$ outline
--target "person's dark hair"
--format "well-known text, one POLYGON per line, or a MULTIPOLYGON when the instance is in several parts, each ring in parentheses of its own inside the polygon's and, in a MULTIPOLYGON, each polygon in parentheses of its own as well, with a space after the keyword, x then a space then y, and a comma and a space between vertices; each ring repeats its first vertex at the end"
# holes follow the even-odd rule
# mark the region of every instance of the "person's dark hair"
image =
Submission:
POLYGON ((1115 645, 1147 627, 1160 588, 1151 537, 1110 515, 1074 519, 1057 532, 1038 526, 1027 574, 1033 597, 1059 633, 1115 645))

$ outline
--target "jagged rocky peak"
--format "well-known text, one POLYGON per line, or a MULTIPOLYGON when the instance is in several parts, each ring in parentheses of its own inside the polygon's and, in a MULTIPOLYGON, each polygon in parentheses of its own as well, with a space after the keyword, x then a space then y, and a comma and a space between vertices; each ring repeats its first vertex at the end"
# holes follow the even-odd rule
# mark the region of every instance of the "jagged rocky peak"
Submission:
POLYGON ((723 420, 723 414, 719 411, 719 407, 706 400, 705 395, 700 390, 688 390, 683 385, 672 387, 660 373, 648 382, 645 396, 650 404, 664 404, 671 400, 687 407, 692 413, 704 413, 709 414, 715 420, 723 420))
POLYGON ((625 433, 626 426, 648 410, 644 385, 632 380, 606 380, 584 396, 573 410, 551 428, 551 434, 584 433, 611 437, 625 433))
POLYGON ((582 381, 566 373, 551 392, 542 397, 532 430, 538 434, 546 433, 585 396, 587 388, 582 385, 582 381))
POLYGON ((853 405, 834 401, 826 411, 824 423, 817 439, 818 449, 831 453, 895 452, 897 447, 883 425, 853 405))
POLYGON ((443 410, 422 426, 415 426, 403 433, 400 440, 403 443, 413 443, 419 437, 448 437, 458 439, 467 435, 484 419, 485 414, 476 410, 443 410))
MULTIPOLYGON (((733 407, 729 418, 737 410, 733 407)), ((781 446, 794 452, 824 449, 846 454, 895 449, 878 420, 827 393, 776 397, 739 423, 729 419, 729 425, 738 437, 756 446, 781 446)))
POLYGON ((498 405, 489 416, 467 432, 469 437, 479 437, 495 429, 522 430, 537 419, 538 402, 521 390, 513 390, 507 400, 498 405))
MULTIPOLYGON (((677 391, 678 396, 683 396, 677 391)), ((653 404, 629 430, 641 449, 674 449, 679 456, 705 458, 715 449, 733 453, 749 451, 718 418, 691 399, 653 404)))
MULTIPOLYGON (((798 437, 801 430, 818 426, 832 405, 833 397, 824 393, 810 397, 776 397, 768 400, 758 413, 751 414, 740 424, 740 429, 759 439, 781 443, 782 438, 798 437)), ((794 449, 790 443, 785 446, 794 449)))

* * *

Count the lines in the listing above that contain the string "peak". Reply with only the number.

▶ OUTPUT: 2